*Text segment*:
START

Predicting performance of porous carbon-based electrodes for capacitive deionization towards directed design strategies

Prineha Narang is a guest web-writer for EES. Pri is a Ph.D. student in Applied Physics with Profs. Harry A. Atwater and Nathan S. Lewis at Caltech. Outside the lab, she spends her time climbing mountains and running.

Researchers, led by Dr. Volker Presser in Germany, present a methodology to directly predict the desalination performance of carbon-based electrodes for capacitive deionization (CDI), an important first step towards directed CDI design.

Carbon-based electrodes offer an energy-efficient water desalination technology that involves removal of ions from water by electrosorption in charged porous carbon electrodes. The family of carbon materials ranging from activated carbons, carbon nanotubes, exfoliated grapheme electrodes to templated carbons and carbide-derived carbons have been extensively studied for desalination by CDI. To achieve optimal performance, components of the CDI system need to be tuned to achieve both high salt electrosorption capacity and fast kinetics, simultaneously. Therefore, tools to predict the performance of a certain carbon material and CDI design are essential for device design.

END

*The tasks*:
- 1) From the capacitive deionization article, return the passage starting with "Researchers, led by" and going on through "directed CDI design.".
- 2) Answer the following from the capacitive deionization article:
(a) Who led the researchers who present the prediction methodology, and in which country?
(b) In what field and at what institution is Pri a Ph.D. student?
(c) What two properties must the CDI system's components achieve at the same time for optimal performance?
- 3) Write the next part of the capacitive deionization article, beginning after its final sentence.

*Given information*:
START

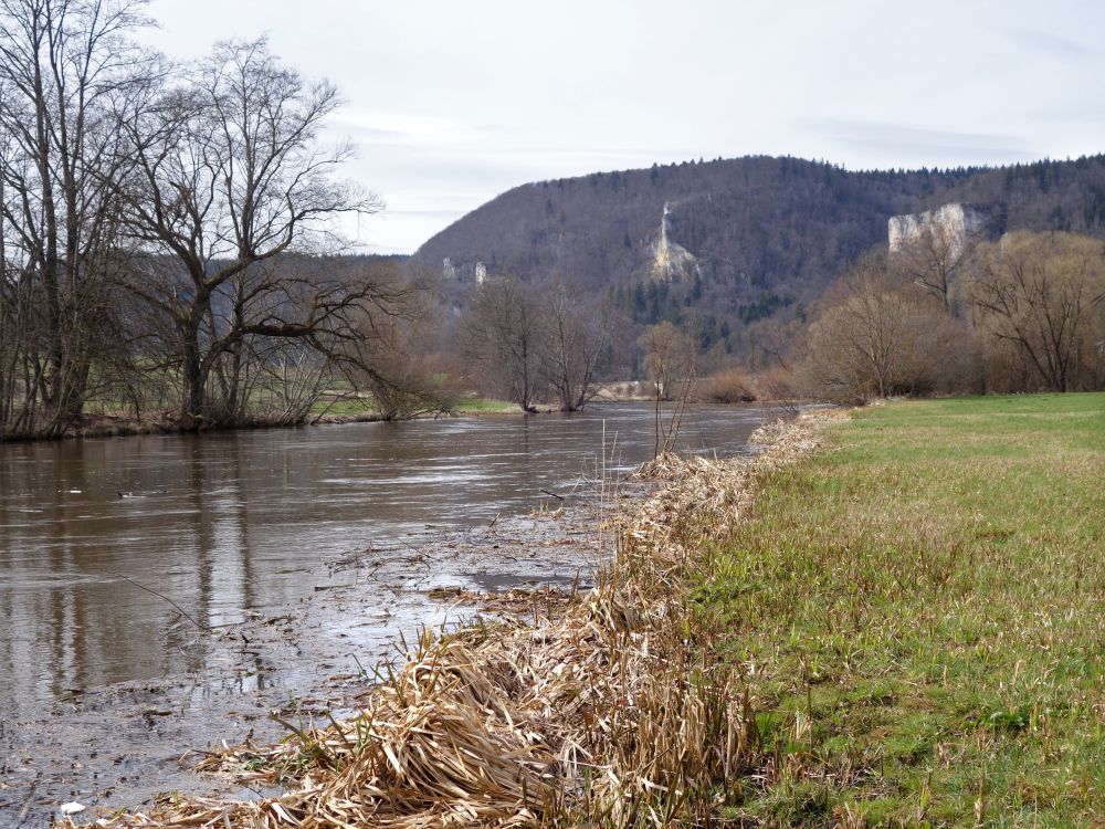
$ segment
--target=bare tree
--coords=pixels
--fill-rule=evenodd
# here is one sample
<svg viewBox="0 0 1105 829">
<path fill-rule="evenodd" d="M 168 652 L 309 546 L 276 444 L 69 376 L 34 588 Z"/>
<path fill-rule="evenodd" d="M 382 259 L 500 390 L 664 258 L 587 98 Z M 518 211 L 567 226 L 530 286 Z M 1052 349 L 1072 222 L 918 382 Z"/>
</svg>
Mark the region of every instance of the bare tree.
<svg viewBox="0 0 1105 829">
<path fill-rule="evenodd" d="M 610 339 L 604 311 L 587 313 L 564 285 L 544 300 L 548 309 L 544 365 L 560 411 L 582 409 L 594 393 L 594 375 Z"/>
<path fill-rule="evenodd" d="M 130 158 L 114 123 L 136 99 L 144 6 L 0 0 L 0 433 L 63 432 L 117 345 L 113 193 Z"/>
<path fill-rule="evenodd" d="M 127 286 L 168 323 L 183 426 L 233 418 L 255 339 L 347 355 L 361 312 L 392 298 L 290 255 L 335 250 L 336 216 L 379 208 L 334 178 L 351 149 L 320 146 L 338 104 L 333 85 L 305 82 L 263 40 L 231 42 L 122 124 L 136 171 L 117 192 L 145 254 Z"/>
<path fill-rule="evenodd" d="M 478 385 L 526 412 L 536 411 L 545 392 L 545 323 L 535 292 L 514 277 L 499 277 L 473 295 L 461 333 L 461 349 L 478 371 Z"/>
<path fill-rule="evenodd" d="M 1071 233 L 1010 233 L 980 251 L 968 296 L 977 325 L 1022 356 L 1045 388 L 1076 388 L 1102 332 L 1102 242 Z"/>
<path fill-rule="evenodd" d="M 955 280 L 983 241 L 980 231 L 930 223 L 916 239 L 895 251 L 892 264 L 936 296 L 944 311 L 953 316 L 956 311 L 953 303 Z"/>
<path fill-rule="evenodd" d="M 857 262 L 810 324 L 801 370 L 815 397 L 854 401 L 970 385 L 971 337 L 882 254 Z"/>
</svg>

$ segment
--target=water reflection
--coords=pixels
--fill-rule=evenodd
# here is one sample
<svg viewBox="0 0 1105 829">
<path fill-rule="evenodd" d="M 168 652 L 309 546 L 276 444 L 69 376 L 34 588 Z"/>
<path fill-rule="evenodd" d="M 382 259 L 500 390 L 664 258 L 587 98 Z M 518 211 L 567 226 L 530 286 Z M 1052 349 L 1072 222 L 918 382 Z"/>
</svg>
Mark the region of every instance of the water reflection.
<svg viewBox="0 0 1105 829">
<path fill-rule="evenodd" d="M 683 448 L 740 451 L 757 422 L 755 410 L 692 412 Z M 0 716 L 202 668 L 207 640 L 134 583 L 203 625 L 240 621 L 373 541 L 571 493 L 603 447 L 615 468 L 649 458 L 649 407 L 2 445 Z"/>
</svg>

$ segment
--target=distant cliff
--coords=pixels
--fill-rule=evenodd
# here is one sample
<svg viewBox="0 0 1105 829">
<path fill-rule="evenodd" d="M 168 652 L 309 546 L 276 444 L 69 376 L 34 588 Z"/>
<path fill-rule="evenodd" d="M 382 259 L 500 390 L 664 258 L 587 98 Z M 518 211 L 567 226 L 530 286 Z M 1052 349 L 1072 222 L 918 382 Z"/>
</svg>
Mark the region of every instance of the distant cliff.
<svg viewBox="0 0 1105 829">
<path fill-rule="evenodd" d="M 639 322 L 697 314 L 732 329 L 815 297 L 886 244 L 891 217 L 949 202 L 1010 230 L 1105 235 L 1105 156 L 941 171 L 760 156 L 596 172 L 516 187 L 414 260 L 457 286 L 482 263 L 488 275 L 615 296 Z"/>
</svg>

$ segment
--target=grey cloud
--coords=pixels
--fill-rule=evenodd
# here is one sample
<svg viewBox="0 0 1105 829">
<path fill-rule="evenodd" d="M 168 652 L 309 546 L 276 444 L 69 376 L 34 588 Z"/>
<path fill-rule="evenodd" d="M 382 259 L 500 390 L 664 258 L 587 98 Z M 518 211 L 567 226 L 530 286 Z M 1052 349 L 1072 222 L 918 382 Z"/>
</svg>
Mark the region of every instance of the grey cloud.
<svg viewBox="0 0 1105 829">
<path fill-rule="evenodd" d="M 1044 32 L 1039 29 L 1025 29 L 1015 25 L 1001 25 L 997 28 L 997 31 L 1019 45 L 1027 45 L 1059 57 L 1088 57 L 1097 54 L 1095 46 L 1073 40 L 1072 38 L 1055 34 L 1054 32 Z"/>
<path fill-rule="evenodd" d="M 844 118 L 818 118 L 807 124 L 812 130 L 845 146 L 896 153 L 903 157 L 904 165 L 932 166 L 936 162 L 935 156 L 962 162 L 993 164 L 1032 159 L 1039 155 L 1021 144 L 1017 136 L 997 133 L 933 129 Z"/>
</svg>

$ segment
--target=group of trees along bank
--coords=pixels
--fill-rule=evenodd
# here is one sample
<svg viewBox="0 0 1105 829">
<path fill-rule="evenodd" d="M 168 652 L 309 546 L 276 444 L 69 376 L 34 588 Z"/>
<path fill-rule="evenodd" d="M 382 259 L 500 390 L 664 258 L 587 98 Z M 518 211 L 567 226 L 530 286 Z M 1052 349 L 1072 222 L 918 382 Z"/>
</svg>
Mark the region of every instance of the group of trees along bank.
<svg viewBox="0 0 1105 829">
<path fill-rule="evenodd" d="M 1102 240 L 967 240 L 948 267 L 926 237 L 864 256 L 825 293 L 792 346 L 798 389 L 862 400 L 1105 388 Z"/>
<path fill-rule="evenodd" d="M 421 307 L 399 269 L 328 260 L 379 201 L 319 140 L 336 88 L 263 41 L 177 64 L 138 0 L 0 2 L 0 436 L 61 434 L 90 399 L 183 428 L 259 399 L 295 421 Z"/>
<path fill-rule="evenodd" d="M 320 134 L 336 88 L 264 41 L 171 62 L 134 40 L 149 23 L 141 0 L 0 0 L 0 439 L 70 433 L 92 403 L 183 429 L 302 422 L 324 389 L 403 417 L 448 407 L 450 384 L 570 410 L 599 379 L 670 390 L 695 372 L 716 399 L 1105 382 L 1099 240 L 1013 233 L 949 259 L 930 235 L 859 255 L 922 174 L 757 158 L 545 182 L 411 262 L 345 255 L 339 219 L 381 202 Z M 1040 218 L 1043 193 L 1052 225 L 1097 232 L 1098 161 L 918 181 L 1003 187 L 1010 222 Z M 523 233 L 529 259 L 493 252 L 482 284 L 444 284 L 439 248 L 509 237 L 499 201 L 548 225 Z M 580 222 L 613 241 L 572 245 Z M 653 225 L 713 258 L 633 277 Z"/>
</svg>

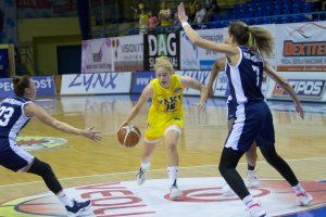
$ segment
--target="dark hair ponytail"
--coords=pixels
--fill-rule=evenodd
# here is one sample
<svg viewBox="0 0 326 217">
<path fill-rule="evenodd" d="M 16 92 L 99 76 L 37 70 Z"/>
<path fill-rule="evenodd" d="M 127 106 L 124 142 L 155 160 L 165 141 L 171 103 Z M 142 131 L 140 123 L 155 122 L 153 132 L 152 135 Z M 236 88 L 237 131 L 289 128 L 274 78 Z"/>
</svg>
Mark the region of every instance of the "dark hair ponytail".
<svg viewBox="0 0 326 217">
<path fill-rule="evenodd" d="M 249 27 L 243 22 L 233 22 L 228 27 L 228 33 L 236 38 L 239 46 L 247 46 L 267 58 L 273 54 L 274 39 L 268 30 Z"/>
<path fill-rule="evenodd" d="M 25 88 L 29 88 L 30 78 L 27 75 L 15 76 L 12 78 L 13 89 L 17 97 L 24 97 Z"/>
</svg>

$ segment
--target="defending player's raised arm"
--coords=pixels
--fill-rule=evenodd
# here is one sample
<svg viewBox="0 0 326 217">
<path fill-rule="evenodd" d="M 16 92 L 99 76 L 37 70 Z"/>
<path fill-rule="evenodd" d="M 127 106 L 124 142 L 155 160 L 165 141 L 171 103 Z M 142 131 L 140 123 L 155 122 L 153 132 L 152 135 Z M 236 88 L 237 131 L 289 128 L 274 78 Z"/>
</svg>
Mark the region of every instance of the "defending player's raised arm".
<svg viewBox="0 0 326 217">
<path fill-rule="evenodd" d="M 227 53 L 227 54 L 238 54 L 239 50 L 230 44 L 227 43 L 216 43 L 210 40 L 206 40 L 199 36 L 196 30 L 191 28 L 191 26 L 188 24 L 188 16 L 186 15 L 185 12 L 185 7 L 184 3 L 181 2 L 178 5 L 178 18 L 179 22 L 181 23 L 181 26 L 184 30 L 186 31 L 189 40 L 195 43 L 196 46 L 200 48 L 204 48 L 208 50 L 216 51 L 216 52 L 222 52 L 222 53 Z"/>
<path fill-rule="evenodd" d="M 225 56 L 220 58 L 215 61 L 215 63 L 212 66 L 211 76 L 208 84 L 208 95 L 211 98 L 213 97 L 214 90 L 213 90 L 213 84 L 218 75 L 218 71 L 225 68 Z"/>
<path fill-rule="evenodd" d="M 73 127 L 66 123 L 60 122 L 49 115 L 42 107 L 38 106 L 35 103 L 28 103 L 24 106 L 25 114 L 29 117 L 37 117 L 40 122 L 45 123 L 46 125 L 49 125 L 53 127 L 54 129 L 58 129 L 63 132 L 72 133 L 72 135 L 80 135 L 88 139 L 91 139 L 93 141 L 99 141 L 102 139 L 102 137 L 99 136 L 99 131 L 93 131 L 93 128 L 87 128 L 87 129 L 79 129 L 76 127 Z"/>
<path fill-rule="evenodd" d="M 200 110 L 205 110 L 205 102 L 208 100 L 208 87 L 189 76 L 180 76 L 180 81 L 185 88 L 191 88 L 200 91 L 199 103 L 192 105 L 199 107 Z"/>
<path fill-rule="evenodd" d="M 275 80 L 275 82 L 277 82 L 283 89 L 285 89 L 286 92 L 291 97 L 296 106 L 296 111 L 300 114 L 300 117 L 303 119 L 303 113 L 304 113 L 303 108 L 301 106 L 297 93 L 294 92 L 290 84 L 280 75 L 278 75 L 278 73 L 273 67 L 271 67 L 271 65 L 267 63 L 265 64 L 264 71 L 273 80 Z"/>
<path fill-rule="evenodd" d="M 121 125 L 121 127 L 128 125 L 139 114 L 140 110 L 142 108 L 145 103 L 147 103 L 148 99 L 152 97 L 152 94 L 153 94 L 153 87 L 151 84 L 149 84 L 142 90 L 136 105 L 131 108 L 126 120 Z"/>
</svg>

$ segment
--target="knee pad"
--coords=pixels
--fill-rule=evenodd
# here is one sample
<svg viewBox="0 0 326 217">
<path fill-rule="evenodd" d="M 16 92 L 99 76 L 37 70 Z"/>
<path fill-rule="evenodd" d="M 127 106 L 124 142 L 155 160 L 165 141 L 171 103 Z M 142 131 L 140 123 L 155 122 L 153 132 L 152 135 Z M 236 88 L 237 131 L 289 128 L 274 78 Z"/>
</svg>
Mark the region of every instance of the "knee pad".
<svg viewBox="0 0 326 217">
<path fill-rule="evenodd" d="M 33 165 L 30 166 L 27 173 L 36 174 L 41 177 L 47 175 L 54 175 L 49 164 L 47 164 L 46 162 L 41 162 L 36 157 L 34 158 Z"/>
</svg>

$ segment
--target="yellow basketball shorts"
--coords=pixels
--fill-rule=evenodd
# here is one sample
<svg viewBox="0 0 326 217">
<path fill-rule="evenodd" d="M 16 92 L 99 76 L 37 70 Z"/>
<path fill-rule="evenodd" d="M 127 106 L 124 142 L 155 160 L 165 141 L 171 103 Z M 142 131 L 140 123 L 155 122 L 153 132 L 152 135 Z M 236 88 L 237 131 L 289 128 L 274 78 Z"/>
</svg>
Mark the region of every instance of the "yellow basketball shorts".
<svg viewBox="0 0 326 217">
<path fill-rule="evenodd" d="M 176 125 L 180 129 L 184 127 L 184 112 L 178 113 L 158 113 L 150 112 L 148 115 L 145 140 L 156 141 L 163 137 L 165 130 Z"/>
</svg>

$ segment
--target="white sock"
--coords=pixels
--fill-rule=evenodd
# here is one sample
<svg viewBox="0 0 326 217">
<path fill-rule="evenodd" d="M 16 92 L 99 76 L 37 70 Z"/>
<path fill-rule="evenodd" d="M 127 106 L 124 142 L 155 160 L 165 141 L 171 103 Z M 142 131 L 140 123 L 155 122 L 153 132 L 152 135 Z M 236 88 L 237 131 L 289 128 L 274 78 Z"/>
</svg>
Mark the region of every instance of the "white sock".
<svg viewBox="0 0 326 217">
<path fill-rule="evenodd" d="M 247 207 L 251 207 L 253 204 L 258 204 L 258 202 L 255 200 L 253 200 L 253 197 L 250 194 L 248 196 L 246 196 L 244 199 L 242 199 L 242 203 Z"/>
<path fill-rule="evenodd" d="M 292 188 L 294 189 L 296 194 L 305 192 L 304 189 L 301 187 L 300 182 Z"/>
<path fill-rule="evenodd" d="M 171 186 L 176 184 L 176 180 L 178 178 L 178 171 L 179 171 L 179 167 L 178 166 L 170 166 L 170 167 L 167 167 L 168 179 L 171 181 Z"/>
<path fill-rule="evenodd" d="M 150 167 L 151 167 L 151 163 L 150 162 L 148 162 L 148 163 L 141 162 L 141 165 L 140 165 L 141 170 L 149 170 Z"/>
<path fill-rule="evenodd" d="M 57 194 L 57 196 L 65 206 L 74 206 L 73 200 L 67 195 L 67 193 L 64 190 L 60 191 Z"/>
</svg>

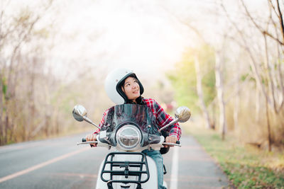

END

*The replies*:
- 1)
Researchers, led by Dr. Volker Presser in Germany, present a methodology to directly predict the desalination performance of carbon-based electrodes for capacitive deionization (CDI), an important first step towards directed CDI design.

- 2)
(a) Dr. Volker Presser, in Germany.
(b) Applied Physics, at Caltech.
(c) High salt electrosorption capacity and fast kinetics.

- 3)
Given the inherent non-linearity of desalination by porous carbons, Porada et al. in their paper, Direct Prediction of the Desalination Performance
of Porous Carbon Electrodes for Capacitive Deionization, follow a two-prong approach: i) predict the desalination performance of a carbon material based on its pore size distribution and ii) use a two-dimensional porous electrode CDI transport model to predict the actual salt electrosorption kinetics. The authors have convincingly demonstrated that there is no direct relationship between salt electrosorption capacity and typically cited pore metrics and that the salt electrosorption capacity can be predicted by analysis of the pore size distribution and the pore volume correlated with incremental pore size ranges.

Despite the complexity of CDI, their work has shown the feasibility of predicting performance of different carbon-based materials in a passionately debated field. Looking ahead, the rational device design of carbon electrodes is certainly on the cards.  This paper is a must-read for anyone working in the field of carbon materials!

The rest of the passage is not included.